[Segmentation dataset listing]

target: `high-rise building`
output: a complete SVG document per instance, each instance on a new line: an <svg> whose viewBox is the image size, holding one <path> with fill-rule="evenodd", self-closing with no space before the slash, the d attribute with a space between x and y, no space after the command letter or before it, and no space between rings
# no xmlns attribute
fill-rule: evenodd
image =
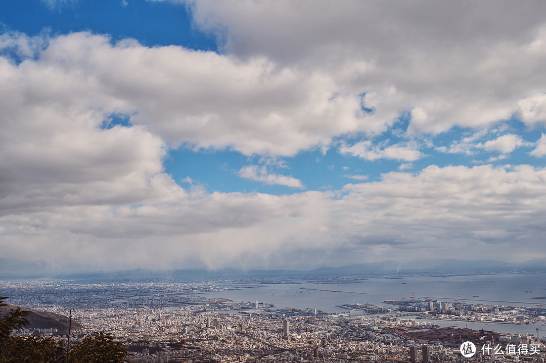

▸ **Task description**: Reproduce every line of the listing above word for word, omitting the pictures.

▸ **Expected answer**:
target: `high-rise building`
output: a complete SVG document per instance, each instance on a new line: an <svg> whose viewBox is the image size, holding one <path> with fill-rule="evenodd", self-closing with no space before the slash, the d attribute with a space between x and y, no space after the command letter or before it, and no space between rings
# no xmlns attribute
fill-rule: evenodd
image =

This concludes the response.